Stated problem
Show each line of the records below that contains the string "pants", reproducing every such line in full.

[Object location annotation records]
>> start
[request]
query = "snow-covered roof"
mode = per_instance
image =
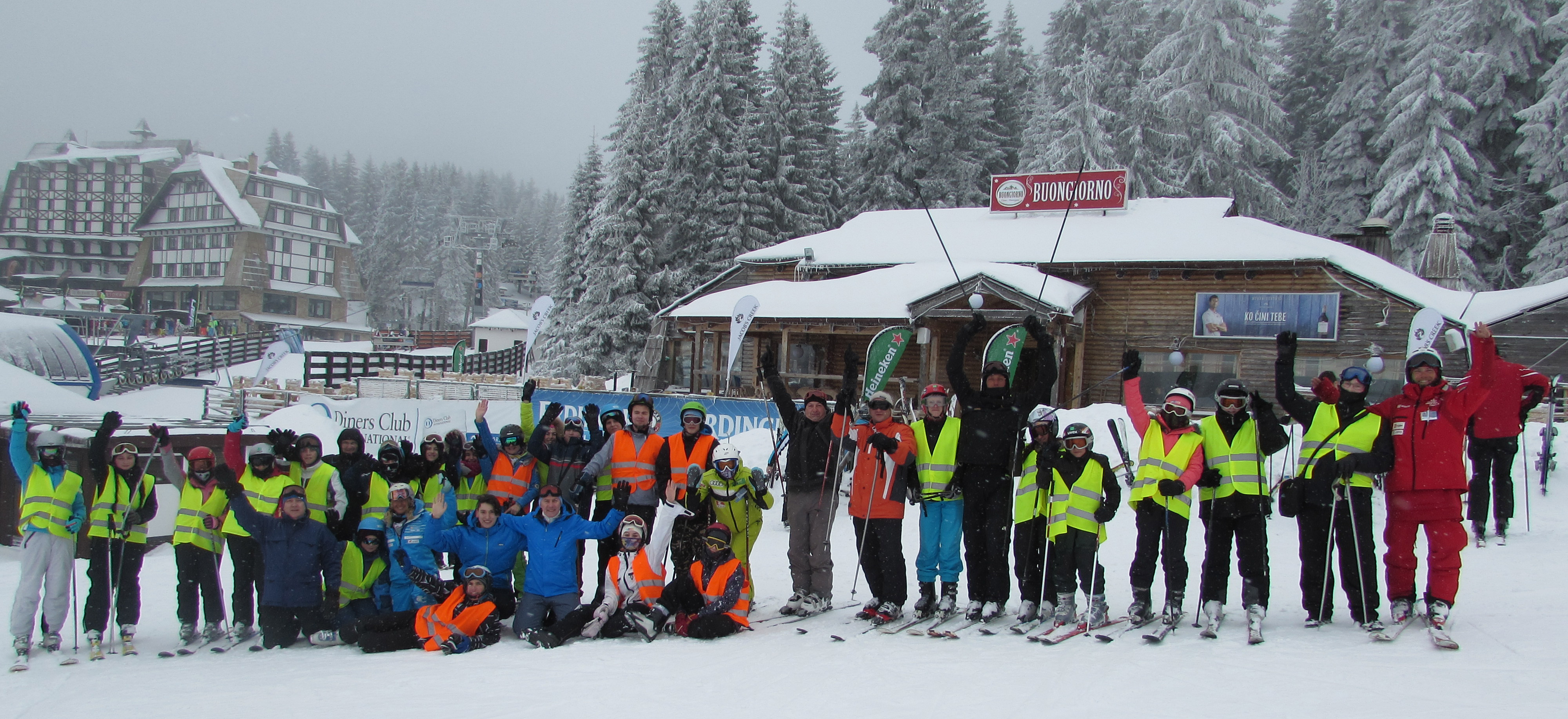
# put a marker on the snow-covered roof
(506, 319)
(1152, 230)
(887, 293)
(78, 153)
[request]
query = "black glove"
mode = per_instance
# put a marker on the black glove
(1131, 365)
(975, 326)
(884, 443)
(1210, 479)
(1285, 346)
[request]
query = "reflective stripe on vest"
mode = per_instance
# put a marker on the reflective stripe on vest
(1238, 462)
(1076, 508)
(1026, 500)
(937, 467)
(46, 506)
(716, 589)
(357, 581)
(1156, 465)
(631, 465)
(189, 528)
(1354, 440)
(115, 500)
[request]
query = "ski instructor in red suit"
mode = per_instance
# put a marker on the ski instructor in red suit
(1428, 482)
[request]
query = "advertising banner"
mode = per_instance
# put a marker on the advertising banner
(1266, 315)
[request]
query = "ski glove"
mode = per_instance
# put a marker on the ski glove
(1210, 479)
(1131, 365)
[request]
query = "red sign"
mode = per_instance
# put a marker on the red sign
(1095, 191)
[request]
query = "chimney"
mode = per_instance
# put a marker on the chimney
(1440, 264)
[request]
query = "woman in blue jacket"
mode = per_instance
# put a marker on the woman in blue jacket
(490, 544)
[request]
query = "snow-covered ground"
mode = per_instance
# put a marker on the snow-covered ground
(1511, 664)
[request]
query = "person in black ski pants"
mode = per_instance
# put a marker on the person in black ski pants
(989, 450)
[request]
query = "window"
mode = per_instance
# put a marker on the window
(223, 300)
(278, 304)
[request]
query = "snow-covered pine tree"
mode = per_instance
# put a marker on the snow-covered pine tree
(1431, 167)
(1368, 45)
(1012, 75)
(1544, 150)
(934, 137)
(802, 109)
(1213, 75)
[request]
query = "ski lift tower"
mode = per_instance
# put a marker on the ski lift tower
(479, 235)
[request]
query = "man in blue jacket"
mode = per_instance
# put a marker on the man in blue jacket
(300, 556)
(553, 533)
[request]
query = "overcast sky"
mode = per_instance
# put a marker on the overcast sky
(515, 87)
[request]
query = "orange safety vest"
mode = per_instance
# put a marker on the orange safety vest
(633, 467)
(680, 461)
(650, 583)
(716, 589)
(510, 481)
(435, 622)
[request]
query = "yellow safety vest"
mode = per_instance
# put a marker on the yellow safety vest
(1156, 465)
(1075, 506)
(46, 506)
(1354, 440)
(937, 467)
(358, 580)
(117, 498)
(263, 493)
(1026, 500)
(189, 528)
(1240, 462)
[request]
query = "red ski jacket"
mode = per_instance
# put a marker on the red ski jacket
(1429, 426)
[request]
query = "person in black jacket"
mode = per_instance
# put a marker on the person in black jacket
(987, 454)
(810, 490)
(300, 558)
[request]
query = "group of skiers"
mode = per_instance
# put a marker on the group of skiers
(350, 547)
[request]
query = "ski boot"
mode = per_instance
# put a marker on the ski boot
(1098, 611)
(1213, 613)
(793, 605)
(1028, 611)
(128, 635)
(1067, 610)
(949, 603)
(1172, 611)
(927, 603)
(992, 610)
(1139, 611)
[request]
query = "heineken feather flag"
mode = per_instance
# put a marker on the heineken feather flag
(1006, 346)
(884, 357)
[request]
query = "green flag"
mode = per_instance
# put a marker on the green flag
(1004, 348)
(884, 357)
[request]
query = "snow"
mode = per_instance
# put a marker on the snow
(885, 293)
(1509, 666)
(1150, 230)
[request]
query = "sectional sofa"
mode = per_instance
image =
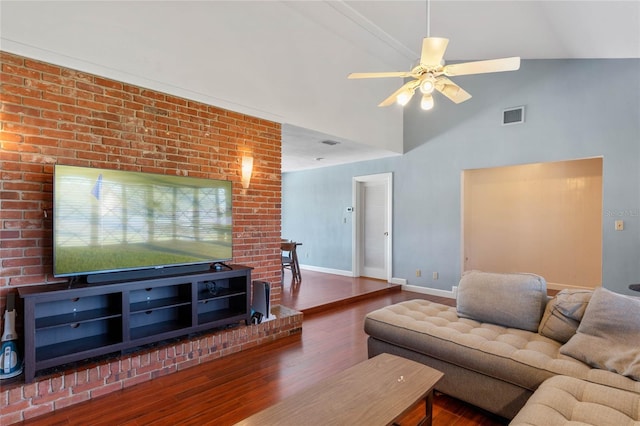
>> end
Finished answer
query = "person in black ski pants"
# put a marker on the person in black ski pants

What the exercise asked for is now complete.